-- begin READING TEXT --

Jean-Baptiste Braud – In The Still Night
After a brilliant first short film avalaible on Mycanal.fr, Jean-Baptiste Braud tells us how he shot his picture in Japan.
Par Jacques Braunstein
Reading time 6 min.
How did you get the idea to direct your short in Japan ?
I went alone to Japan with the desire to shoot everything, as it is an inspiring country. It is the last exotic industrialized country, like a parallel universe. In japan, the quiproquo is constant. It is not a humorous cliché, you really feel disconnected. I met people from Pen Magazine, a wonderful international periodical about art of living and culture, close to a Japanese Vanity Fair. I showed them my productions for Canal + digital medias. They were quite surprised…Surprised, for instance, we could make TV, press and web video in the same time, like Clique.tv (Mouloud Achour’s media).
In the Still Night is an imaginary auto-fiction.
We are far from Cinema.

-- end READING TEXT --
-- begin SUPPLIED DATA --

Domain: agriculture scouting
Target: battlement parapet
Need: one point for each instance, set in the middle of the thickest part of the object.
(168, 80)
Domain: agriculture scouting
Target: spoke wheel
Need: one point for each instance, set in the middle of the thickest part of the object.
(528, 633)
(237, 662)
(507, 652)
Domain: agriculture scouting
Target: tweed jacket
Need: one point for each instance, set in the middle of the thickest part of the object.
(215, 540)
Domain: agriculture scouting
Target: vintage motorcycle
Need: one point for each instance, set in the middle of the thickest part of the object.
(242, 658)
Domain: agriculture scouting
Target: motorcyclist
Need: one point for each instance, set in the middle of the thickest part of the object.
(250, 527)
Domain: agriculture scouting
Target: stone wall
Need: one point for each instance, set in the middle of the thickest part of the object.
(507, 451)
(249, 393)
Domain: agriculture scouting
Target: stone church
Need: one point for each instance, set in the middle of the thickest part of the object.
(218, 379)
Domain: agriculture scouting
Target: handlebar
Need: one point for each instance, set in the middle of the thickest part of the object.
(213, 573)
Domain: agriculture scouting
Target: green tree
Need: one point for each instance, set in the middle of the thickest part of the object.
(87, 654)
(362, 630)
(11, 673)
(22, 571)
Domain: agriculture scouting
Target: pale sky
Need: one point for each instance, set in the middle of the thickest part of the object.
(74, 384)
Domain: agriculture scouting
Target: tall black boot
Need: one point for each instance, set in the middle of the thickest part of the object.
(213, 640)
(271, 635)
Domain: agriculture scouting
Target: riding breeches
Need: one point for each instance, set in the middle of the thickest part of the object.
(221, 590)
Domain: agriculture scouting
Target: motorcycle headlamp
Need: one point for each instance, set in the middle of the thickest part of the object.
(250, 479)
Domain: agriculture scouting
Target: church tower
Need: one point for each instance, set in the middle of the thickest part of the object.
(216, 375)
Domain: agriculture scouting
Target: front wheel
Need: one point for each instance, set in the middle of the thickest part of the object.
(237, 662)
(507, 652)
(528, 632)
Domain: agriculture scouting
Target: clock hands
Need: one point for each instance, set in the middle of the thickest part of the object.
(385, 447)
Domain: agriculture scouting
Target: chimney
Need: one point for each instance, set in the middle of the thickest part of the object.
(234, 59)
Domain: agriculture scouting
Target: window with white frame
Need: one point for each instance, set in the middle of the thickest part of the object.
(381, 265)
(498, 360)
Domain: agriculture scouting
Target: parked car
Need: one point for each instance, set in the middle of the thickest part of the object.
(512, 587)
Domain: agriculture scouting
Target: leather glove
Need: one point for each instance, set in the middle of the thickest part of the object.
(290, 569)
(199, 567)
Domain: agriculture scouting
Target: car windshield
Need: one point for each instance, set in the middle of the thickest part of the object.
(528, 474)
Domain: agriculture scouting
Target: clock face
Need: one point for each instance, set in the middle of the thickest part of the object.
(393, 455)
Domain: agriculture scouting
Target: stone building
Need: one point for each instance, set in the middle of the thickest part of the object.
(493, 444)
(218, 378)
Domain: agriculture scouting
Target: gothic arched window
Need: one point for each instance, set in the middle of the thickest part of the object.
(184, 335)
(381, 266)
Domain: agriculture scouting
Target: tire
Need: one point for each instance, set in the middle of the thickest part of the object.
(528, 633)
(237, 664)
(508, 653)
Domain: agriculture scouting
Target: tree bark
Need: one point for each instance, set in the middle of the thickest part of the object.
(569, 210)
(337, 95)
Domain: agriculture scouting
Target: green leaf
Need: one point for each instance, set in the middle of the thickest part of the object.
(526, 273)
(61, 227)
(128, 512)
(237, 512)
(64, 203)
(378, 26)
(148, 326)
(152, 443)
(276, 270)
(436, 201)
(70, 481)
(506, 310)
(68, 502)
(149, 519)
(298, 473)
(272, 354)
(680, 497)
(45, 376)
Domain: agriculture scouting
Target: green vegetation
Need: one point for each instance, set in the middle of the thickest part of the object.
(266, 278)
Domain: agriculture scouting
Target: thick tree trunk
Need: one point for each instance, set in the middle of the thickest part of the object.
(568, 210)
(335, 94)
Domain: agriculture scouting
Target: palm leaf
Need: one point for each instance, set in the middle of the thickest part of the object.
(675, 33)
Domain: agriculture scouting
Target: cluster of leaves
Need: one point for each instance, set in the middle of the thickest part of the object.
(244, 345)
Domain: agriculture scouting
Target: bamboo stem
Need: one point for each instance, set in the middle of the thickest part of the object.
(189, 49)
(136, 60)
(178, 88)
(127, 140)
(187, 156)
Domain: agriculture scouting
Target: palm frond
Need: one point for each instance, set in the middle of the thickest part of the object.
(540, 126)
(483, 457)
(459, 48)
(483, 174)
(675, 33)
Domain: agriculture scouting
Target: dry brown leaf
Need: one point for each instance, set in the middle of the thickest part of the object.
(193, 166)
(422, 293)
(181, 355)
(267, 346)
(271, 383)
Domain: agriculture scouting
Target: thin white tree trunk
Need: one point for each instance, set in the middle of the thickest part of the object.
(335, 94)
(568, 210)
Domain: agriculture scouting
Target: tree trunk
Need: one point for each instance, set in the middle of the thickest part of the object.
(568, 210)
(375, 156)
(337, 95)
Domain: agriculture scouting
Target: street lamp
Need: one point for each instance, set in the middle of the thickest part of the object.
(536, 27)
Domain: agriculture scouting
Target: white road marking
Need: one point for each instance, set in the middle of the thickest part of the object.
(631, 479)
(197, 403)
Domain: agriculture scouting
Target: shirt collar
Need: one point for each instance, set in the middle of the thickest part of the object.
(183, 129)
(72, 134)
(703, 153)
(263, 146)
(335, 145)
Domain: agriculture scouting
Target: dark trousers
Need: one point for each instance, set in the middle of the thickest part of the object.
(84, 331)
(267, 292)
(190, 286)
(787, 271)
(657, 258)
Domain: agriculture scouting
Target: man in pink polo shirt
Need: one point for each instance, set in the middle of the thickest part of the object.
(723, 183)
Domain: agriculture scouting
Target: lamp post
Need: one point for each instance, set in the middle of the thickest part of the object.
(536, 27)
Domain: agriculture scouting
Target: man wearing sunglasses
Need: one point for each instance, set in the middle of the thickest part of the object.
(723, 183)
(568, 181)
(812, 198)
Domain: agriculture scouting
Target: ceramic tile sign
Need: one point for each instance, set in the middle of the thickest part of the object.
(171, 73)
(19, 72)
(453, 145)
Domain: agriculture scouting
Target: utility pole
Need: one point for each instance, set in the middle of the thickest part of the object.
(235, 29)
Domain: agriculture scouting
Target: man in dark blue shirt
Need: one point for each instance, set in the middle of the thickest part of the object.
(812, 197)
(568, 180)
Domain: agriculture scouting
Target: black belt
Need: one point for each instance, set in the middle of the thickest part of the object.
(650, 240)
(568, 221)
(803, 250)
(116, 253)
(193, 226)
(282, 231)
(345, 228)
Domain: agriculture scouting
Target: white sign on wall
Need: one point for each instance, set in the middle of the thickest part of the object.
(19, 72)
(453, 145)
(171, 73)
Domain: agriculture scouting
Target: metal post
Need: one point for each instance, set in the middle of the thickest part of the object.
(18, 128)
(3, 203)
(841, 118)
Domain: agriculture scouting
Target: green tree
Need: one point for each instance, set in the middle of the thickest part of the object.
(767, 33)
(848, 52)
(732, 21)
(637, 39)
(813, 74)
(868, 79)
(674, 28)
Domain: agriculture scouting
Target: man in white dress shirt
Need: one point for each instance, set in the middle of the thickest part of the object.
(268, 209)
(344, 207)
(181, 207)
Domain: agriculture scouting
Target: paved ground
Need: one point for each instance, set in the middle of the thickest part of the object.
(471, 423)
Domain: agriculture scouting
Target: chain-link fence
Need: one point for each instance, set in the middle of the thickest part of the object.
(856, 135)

-- end SUPPLIED DATA --

■ **REQUIRED TASK 1**
In the interview about the short film shot in Japan, rewrite the passage between "Jean-Baptiste Braud –" and "time 6 min.", inclusive, replacing "short film" with "debut film".
■ **REQUIRED TASK 2**
Continue the interview about the short film shot in Japan, starting after its last line.

■ **RIGHT ANSWER 1**
Jean-Baptiste Braud – In The Still Night
After a brilliant first debut film avalaible on Mycanal.fr, Jean-Baptiste Braud tells us how he shot his picture in Japan.
Par Jacques Braunstein
Reading time 6 min.

■ **RIGHT ANSWER 2**
Pen wanted to be more visual for their new international media therefor I offered them a tv-show called “Paris-Tokyo”, about creatives, in various fields, who are living or lived in both cities, talking about their relation with the cities and their inspirations. They offered a very low budget (which I accepted unquestioningly) and I shot the first two episodes with Ramdam Touhami and André Saraiva, both highly popular in Japan. It was the first time I directed and I made micro-documentaries. That is when I established my production team, people who worked with me at Canal +. I directed eight “Paris-Tokyo” then I suggested Pen to get a foot into fiction with the scenario of In the Still Night. In the meantime, I had left Canal + and built my production company (Braud Films).
How was the scenario born ?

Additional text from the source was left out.